--- Dataset content ---

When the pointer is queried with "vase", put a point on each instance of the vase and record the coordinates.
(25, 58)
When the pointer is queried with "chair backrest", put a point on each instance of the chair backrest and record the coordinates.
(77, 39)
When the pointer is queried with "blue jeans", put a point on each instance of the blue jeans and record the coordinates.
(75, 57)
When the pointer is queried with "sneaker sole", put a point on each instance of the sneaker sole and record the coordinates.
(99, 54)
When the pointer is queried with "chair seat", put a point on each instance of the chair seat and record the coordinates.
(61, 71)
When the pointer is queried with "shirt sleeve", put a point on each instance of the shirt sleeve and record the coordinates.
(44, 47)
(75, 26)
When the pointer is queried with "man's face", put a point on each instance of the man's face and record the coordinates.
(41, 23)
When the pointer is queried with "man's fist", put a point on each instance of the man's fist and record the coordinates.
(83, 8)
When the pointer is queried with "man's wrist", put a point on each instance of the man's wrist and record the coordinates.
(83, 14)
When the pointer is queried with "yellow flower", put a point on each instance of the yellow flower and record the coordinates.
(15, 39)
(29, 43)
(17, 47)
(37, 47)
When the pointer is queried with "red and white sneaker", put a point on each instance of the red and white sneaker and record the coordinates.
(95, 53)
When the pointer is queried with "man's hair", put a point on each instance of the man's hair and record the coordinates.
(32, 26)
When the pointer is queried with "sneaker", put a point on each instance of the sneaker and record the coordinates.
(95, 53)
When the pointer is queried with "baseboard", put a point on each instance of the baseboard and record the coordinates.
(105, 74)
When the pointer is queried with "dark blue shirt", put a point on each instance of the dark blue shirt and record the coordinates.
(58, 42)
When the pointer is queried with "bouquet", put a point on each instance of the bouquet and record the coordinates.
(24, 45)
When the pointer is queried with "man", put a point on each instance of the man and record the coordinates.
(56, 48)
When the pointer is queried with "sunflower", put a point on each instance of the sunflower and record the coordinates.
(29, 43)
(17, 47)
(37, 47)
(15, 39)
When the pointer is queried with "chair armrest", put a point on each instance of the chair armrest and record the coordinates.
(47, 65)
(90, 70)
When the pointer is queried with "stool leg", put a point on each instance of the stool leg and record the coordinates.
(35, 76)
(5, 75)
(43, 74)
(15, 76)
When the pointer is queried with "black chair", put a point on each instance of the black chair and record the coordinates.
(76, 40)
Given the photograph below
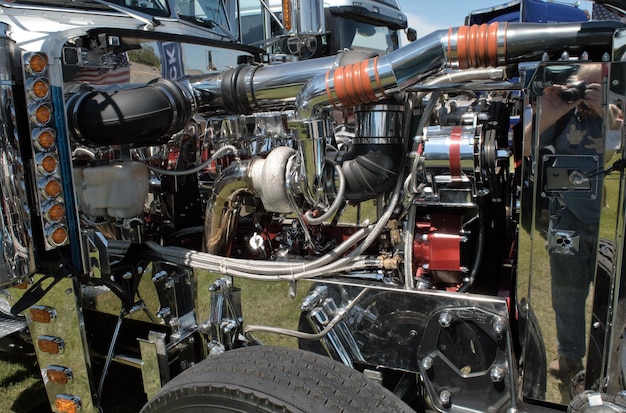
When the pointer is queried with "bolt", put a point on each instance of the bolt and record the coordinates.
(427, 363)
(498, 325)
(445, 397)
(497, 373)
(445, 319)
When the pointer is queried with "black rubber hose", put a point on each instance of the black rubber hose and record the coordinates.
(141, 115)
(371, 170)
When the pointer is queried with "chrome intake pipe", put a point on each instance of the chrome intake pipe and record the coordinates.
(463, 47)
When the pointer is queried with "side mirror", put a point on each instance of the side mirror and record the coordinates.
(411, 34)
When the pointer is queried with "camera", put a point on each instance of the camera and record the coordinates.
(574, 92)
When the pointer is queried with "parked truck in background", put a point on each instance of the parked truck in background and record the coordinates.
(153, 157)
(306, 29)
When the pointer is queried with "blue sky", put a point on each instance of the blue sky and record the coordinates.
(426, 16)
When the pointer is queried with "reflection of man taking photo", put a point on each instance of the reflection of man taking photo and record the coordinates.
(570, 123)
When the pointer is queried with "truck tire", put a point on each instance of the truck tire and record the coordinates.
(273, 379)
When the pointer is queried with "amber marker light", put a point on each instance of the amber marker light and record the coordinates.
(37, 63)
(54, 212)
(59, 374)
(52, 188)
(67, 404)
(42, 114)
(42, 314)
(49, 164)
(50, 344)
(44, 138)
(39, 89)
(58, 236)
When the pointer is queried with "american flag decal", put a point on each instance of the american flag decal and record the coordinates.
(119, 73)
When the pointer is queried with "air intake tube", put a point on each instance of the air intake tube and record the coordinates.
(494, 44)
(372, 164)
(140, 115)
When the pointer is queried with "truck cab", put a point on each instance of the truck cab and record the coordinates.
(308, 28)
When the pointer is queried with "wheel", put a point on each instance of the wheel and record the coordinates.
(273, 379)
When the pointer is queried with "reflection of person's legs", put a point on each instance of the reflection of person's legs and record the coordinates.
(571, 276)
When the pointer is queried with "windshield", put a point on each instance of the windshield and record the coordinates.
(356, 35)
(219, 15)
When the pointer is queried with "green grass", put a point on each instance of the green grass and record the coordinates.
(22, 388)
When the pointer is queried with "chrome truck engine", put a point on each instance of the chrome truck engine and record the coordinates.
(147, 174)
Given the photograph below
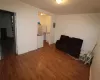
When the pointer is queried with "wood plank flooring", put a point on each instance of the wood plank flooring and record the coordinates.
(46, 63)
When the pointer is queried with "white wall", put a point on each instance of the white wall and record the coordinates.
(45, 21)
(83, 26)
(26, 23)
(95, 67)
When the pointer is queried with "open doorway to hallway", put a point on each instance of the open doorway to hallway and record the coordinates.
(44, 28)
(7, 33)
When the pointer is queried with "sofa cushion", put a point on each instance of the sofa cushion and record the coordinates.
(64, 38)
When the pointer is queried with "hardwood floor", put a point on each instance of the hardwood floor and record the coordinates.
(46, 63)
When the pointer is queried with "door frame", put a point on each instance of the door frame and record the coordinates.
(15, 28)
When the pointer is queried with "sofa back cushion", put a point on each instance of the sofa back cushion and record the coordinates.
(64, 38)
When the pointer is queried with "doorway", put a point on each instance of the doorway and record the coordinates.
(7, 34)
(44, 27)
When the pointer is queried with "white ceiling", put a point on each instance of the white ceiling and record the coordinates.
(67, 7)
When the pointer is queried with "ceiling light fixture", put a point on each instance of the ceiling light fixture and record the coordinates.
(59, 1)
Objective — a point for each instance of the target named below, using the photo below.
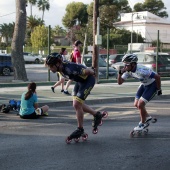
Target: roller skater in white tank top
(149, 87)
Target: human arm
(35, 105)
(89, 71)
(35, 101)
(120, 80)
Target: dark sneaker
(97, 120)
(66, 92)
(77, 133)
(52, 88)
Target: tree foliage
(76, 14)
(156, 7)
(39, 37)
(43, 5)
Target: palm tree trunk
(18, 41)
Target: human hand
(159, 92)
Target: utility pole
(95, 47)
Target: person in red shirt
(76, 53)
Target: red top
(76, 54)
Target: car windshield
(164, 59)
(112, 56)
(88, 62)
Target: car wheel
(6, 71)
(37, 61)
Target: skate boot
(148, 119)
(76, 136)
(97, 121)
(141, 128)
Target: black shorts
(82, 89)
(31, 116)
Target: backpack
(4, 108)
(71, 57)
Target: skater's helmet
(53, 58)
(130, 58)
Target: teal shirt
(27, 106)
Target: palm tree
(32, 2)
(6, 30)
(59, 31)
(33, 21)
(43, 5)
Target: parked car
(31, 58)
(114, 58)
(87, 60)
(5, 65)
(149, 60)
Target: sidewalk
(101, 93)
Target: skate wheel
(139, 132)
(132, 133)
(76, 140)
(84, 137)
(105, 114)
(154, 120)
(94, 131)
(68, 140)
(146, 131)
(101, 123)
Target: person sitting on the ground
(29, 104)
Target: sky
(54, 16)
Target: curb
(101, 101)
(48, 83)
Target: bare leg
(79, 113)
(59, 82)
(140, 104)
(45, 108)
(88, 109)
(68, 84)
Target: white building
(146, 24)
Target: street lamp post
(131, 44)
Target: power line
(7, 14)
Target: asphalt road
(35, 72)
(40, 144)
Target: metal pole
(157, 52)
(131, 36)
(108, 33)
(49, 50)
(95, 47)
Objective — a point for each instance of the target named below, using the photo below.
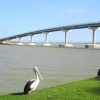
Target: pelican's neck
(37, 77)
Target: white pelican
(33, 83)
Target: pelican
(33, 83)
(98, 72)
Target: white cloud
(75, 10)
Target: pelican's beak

---
--- Dataset content ---

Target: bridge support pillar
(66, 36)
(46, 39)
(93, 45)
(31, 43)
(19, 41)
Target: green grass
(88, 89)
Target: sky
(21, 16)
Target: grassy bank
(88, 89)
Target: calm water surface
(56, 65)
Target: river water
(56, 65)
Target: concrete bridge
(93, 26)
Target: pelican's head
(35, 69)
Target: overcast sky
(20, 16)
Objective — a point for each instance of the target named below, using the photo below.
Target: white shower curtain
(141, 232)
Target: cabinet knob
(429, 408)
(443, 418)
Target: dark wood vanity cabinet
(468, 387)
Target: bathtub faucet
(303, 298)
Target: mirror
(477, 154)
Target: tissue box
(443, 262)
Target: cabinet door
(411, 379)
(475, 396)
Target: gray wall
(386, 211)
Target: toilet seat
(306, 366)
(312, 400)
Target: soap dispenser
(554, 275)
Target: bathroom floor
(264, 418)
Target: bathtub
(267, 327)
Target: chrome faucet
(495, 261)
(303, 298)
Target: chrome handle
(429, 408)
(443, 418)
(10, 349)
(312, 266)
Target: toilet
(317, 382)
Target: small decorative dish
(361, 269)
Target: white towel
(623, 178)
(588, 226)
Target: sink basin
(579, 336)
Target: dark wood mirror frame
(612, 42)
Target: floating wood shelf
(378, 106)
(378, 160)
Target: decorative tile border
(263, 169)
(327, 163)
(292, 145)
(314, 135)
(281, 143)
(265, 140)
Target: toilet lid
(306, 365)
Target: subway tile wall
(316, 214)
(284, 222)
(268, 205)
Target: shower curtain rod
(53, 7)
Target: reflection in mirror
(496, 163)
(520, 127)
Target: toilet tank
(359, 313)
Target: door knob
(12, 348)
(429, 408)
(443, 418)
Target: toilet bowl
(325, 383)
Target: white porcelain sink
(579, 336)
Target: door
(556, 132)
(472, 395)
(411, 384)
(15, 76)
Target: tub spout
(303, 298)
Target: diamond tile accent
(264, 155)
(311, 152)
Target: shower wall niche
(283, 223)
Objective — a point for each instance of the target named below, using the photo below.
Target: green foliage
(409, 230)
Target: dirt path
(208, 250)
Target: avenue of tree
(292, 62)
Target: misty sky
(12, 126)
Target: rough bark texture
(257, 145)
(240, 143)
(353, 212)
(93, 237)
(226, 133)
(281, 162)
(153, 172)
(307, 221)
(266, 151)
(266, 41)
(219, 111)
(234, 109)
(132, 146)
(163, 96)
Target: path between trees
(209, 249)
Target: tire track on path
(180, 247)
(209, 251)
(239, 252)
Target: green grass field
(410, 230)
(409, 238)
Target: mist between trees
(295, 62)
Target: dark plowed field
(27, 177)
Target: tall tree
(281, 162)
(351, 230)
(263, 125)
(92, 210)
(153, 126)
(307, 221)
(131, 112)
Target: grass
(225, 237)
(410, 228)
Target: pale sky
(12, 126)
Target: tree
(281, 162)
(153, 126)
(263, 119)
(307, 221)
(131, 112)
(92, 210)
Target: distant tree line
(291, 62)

---
--- Dataset content ---

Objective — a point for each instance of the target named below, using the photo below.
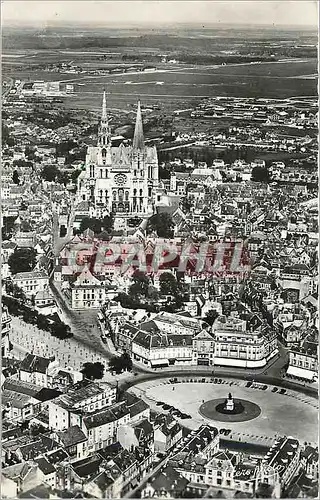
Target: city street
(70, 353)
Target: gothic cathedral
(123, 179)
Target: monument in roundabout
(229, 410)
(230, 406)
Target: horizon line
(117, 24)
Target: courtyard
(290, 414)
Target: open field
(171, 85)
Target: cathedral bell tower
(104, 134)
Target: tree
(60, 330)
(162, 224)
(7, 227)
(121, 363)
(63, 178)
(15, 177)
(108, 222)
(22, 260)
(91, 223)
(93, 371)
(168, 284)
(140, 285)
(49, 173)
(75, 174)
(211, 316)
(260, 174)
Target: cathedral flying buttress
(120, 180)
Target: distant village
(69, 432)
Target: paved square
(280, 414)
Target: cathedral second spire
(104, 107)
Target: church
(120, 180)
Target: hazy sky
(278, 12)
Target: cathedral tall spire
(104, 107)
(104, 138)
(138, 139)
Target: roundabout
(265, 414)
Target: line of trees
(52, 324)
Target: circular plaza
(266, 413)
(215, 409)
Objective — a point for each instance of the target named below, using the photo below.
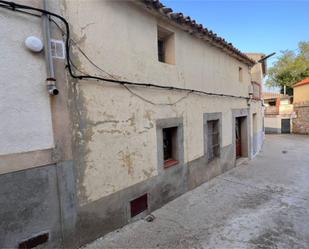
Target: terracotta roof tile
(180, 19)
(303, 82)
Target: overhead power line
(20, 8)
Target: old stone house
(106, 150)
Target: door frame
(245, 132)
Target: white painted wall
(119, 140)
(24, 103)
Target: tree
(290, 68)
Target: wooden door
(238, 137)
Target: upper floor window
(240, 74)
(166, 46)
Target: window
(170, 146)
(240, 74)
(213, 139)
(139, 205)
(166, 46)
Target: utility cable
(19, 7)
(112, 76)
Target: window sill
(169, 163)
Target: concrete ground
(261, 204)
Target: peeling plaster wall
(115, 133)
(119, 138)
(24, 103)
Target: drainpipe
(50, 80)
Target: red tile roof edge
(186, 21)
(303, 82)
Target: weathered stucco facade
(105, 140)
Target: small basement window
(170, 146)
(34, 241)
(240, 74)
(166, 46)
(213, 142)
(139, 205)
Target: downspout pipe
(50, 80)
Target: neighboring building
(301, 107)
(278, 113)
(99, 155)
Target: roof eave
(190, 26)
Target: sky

---

**Problem to work on**
For this exercise, return exactly the lines above from the line with "Target: metal pole" through the line with "Target: pelican's beak", both included. Do not copy the pictures.

**Written solution**
Target: metal pole
(157, 52)
(131, 36)
(108, 33)
(49, 50)
(95, 47)
Objective — a point for each instance of the target named below, using the photo below.
Target: pelican's neck
(37, 77)
Target: white pelican
(33, 83)
Target: pelican
(33, 83)
(98, 72)
Target: white cloud
(75, 10)
Target: pelican's beak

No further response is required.